Aviation snips (shown above): Aviation snips are great tools for cutting many types of maille rings. They produce a shear cut, which is quite nice. They are very easy to use also, and they can be used to cut rings very quickly. One downfall to the use of aviation snips for cutting rings, is that the rings open sideways a little bit, and take on a 'C' shape, which is not the typical way rings are opened for maille construction. This adds another obstacle to closing the rings, in that the ring ends must be pushed together two ways when they are being closed. One of the most common types of aviation snips is Wiss. If you live in Canada, you can get the Mastercraft brand (pictured above) at your local Canadian Tire, which I have found to be better than Wiss. There are also many other types, but again, stay away from cheap ones. Aviation snips come in three configurations: right cut, left cut, and straight cut. I personally have no use for the right cut ones (green handles), but the left and straight cut types (red and yellow handles) both shear the way I prefer. Aviation snips are ideal for cutting copper, brass, bronze, nickel silver, and galvanized steel rings, as well as others. They are not good for cutting stainless steel rings, and other harder metals, except in very small wire sizes. Until I got my pair of knipex cobolt cutters, I used aviation snips to cut the majority of my rings. Now I only use them to cut rings smaller than those which the Knipex cobolts don't work well on: 7/64" and below.

Bolt cutters: Bolt cutters are like mini bolt cutters, but larger. They are good for cutting rings made with thick wire. They come in sizes from 10" to 36" and larger. But for chainmail rings, it is unlikely that using bolt cutters larger than 12" would be technically feasible.

_Short problem 1_
Present every line of the dataset entries as a Markdown table with the columns "Row" and "Line", giving each line its row number and skipping any blank lines.
The passage and the entries have no connection to each other.

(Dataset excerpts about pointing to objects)
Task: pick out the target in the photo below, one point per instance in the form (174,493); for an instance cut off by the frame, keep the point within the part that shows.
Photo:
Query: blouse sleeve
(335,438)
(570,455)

_Short problem 2_
From the passage on ring-cutting tools, extract the part that opens with the words "Bolt cutters: Bolt" and closes with "be technically feasible.".

_Problem solution 1_
| Row | Line |
|---|---|
| 1 | Task: pick out the target in the photo below, one point per instance in the form (174,493); for an instance cut off by the frame, keep the point within the part that shows. |
| 2 | Photo: |
| 3 | Query: blouse sleeve |
| 4 | (335,438) |
| 5 | (570,455) |

_Problem solution 2_
Bolt cutters: Bolt cutters are like mini bolt cutters, but larger. They are good for cutting rings made with thick wire. They come in sizes from 10" to 36" and larger. But for chainmail rings, it is unlikely that using bolt cutters larger than 12" would be technically feasible.